REQUEST
Print the entire passage about the power tool and its pivoting light emitting assembly word for word.
# Start of PASSAGE TO READ
FIG. 1 is an example power tool 100 having a light emitting assembly 5 according to an example implementation. The power tool 100 includes, among other components, a housing 2 containing a motor (not shown), an output member (e.g., a chuck) configured to be driven by the motor to perform an operation on a workpiece (e.g., drilling a hole or inserting a threaded fastener), a handle 8 having a first end portion 9 coupled to the housing and a second end portion 11, and a base 13 coupled to the second end portion 11 of the handle. The base 13 may include a battery receptacle portion 12 (also referred to as battery receptacle) configured to receive a battery for providing electrical energy to the power tool. The light emitting assembly 5 includes a light emitting housing 10 that may be pivotably coupled to the base 13 and, more specifically in some implementations, to the front of the battery receptacle 12 below the handle 8. The light emitting assembly 5 is configured to pivot within the base 13 through various angular positions. That is, the light emitting assembly 5 is rotatable by the end user within its position in the base 13. In this manner, the end user may rotate the light emitting assembly 5 through the various angular positions and direct the illumination from the light emitting assembly 5 at desired position such that it illumines a workpiece or work area. In some implementations, the light emitting assembly 5 may rotate freely within the base 13 through the range of angular positions. In some implementations, the light emitting assembly 5 may be include detents or stops for stopping rotation of the light emitting assembly at one or more discrete positions relative to the base 13. In this manner, the end user may retain the light emitting assembly 5 in a desired position. In yet other implementations, the light emitting assembly may not be pivotable and may have a fixed orientation relative to the base 13.
# End of PASSAGE TO READ
# Start of STORED ROWS
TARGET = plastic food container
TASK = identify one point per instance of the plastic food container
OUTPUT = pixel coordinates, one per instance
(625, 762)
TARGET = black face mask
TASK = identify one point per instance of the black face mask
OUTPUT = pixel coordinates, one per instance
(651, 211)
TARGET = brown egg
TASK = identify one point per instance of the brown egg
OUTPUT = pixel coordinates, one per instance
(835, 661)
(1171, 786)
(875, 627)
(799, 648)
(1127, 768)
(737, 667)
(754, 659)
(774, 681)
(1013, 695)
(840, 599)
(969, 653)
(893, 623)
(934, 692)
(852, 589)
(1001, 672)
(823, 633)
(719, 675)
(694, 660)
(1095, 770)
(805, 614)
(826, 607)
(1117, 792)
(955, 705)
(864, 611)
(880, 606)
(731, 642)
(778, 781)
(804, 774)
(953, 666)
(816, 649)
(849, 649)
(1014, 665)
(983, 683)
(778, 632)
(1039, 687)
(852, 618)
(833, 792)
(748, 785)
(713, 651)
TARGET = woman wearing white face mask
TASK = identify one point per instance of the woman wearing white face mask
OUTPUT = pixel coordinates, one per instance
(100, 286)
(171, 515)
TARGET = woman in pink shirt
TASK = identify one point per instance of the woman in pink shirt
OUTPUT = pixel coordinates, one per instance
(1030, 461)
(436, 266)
# End of STORED ROWS
TASK ANSWER
FIG. 1 is an example power tool 100 having a light emitting assembly 5 according to an example implementation. The power tool 100 includes, among other components, a housing 2 containing a motor (not shown), an output member (e.g., a chuck) configured to be driven by the motor to perform an operation on a workpiece (e.g., drilling a hole or inserting a threaded fastener), a handle 8 having a first end portion 9 coupled to the housing and a second end portion 11, and a base 13 coupled to the second end portion 11 of the handle. The base 13 may include a battery receptacle portion 12 (also referred to as battery receptacle) configured to receive a battery for providing electrical energy to the power tool. The light emitting assembly 5 includes a light emitting housing 10 that may be pivotably coupled to the base 13 and, more specifically in some implementations, to the front of the battery receptacle 12 below the handle 8. The light emitting assembly 5 is configured to pivot within the base 13 through various angular positions. That is, the light emitting assembly 5 is rotatable by the end user within its position in the base 13. In this manner, the end user may rotate the light emitting assembly 5 through the various angular positions and direct the illumination from the light emitting assembly 5 at desired position such that it illumines a workpiece or work area. In some implementations, the light emitting assembly 5 may rotate freely within the base 13 through the range of angular positions. In some implementations, the light emitting assembly 5 may be include detents or stops for stopping rotation of the light emitting assembly at one or more discrete positions relative to the base 13. In this manner, the end user may retain the light emitting assembly 5 in a desired position. In yet other implementations, the light emitting assembly may not be pivotable and may have a fixed orientation relative to the base 13.